Begin with the line containing "Where can the black nose" and reproduce it and all later lines exactly, through the last line of the records. Add nothing else.

------ AVAILABLE DATA

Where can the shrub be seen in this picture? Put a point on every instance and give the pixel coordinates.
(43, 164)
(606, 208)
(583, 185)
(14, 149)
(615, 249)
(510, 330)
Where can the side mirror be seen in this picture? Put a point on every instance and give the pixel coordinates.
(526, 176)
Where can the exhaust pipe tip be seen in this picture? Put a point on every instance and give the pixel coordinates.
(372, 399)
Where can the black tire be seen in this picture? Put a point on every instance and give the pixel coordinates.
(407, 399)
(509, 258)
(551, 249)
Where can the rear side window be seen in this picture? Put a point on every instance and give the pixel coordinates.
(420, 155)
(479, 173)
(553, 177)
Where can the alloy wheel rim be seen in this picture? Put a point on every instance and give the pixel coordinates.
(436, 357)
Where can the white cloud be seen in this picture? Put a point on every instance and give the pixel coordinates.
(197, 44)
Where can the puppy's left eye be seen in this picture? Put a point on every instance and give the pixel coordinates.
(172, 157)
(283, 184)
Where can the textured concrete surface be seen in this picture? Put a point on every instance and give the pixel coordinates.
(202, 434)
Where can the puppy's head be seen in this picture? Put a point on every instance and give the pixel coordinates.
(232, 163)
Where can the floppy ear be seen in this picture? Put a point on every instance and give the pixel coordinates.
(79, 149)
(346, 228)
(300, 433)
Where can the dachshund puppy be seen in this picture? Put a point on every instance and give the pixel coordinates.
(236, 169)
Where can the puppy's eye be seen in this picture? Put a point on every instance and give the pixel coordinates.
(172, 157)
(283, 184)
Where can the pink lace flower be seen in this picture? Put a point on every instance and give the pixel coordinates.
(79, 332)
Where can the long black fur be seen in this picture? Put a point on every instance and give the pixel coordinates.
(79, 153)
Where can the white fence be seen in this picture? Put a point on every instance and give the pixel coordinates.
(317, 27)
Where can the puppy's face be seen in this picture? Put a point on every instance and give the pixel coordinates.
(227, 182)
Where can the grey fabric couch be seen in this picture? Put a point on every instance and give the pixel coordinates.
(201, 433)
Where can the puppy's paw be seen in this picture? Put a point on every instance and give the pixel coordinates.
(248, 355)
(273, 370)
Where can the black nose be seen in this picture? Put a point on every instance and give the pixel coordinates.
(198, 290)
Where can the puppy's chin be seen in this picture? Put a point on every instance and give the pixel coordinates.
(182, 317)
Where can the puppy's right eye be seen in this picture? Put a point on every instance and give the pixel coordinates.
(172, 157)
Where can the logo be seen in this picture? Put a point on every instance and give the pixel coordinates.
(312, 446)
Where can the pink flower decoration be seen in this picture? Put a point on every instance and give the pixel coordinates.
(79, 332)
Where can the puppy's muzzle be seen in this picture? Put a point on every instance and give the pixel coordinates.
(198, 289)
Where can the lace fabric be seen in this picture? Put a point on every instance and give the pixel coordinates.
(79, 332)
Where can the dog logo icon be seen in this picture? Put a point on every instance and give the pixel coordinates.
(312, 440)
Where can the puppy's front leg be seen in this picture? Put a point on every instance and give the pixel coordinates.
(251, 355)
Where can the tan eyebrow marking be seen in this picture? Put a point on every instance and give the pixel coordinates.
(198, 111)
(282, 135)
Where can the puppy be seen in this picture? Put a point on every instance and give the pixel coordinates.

------------

• _RESPONSE FOR THIS EXERCISE_:
Where can the black nose be seen in this picture? Put a point on every instance and give the pixel coordinates.
(198, 290)
Where can the puppy's chin be seen in this picture? Put a point on every instance and give the pixel coordinates.
(182, 317)
Where can the puppy's right eye be seen in this picture? Put a point on every instance and give the pixel coordinates.
(172, 157)
Where can the logo be seen in this picture? Put a point on every instance and give the pixel coordinates.
(312, 446)
Where can the pink flower decoration be seen in this picture? Put a point on every instance and give the pixel coordinates.
(79, 332)
Where can the puppy's muzzle be seen in this picture? Put a point on every instance and give the pixel coordinates.
(198, 289)
Where can the lace fabric be seen in this picture? Put a point on every instance and give the pixel coordinates.
(79, 332)
Where can the dog logo icon be seen in this picture? Put a point on every instance and give the pixel coordinates.
(312, 440)
Where can the puppy's front leg be seen in this picture? Put a point on every instance and give the pixel coordinates.
(251, 355)
Where can the tan eyebrow marking be seen in this picture? Put a point on every instance and give the pixel coordinates.
(198, 111)
(282, 135)
Where can the puppy be seen in this picture? Put a point on every instance and give the pixel coordinates.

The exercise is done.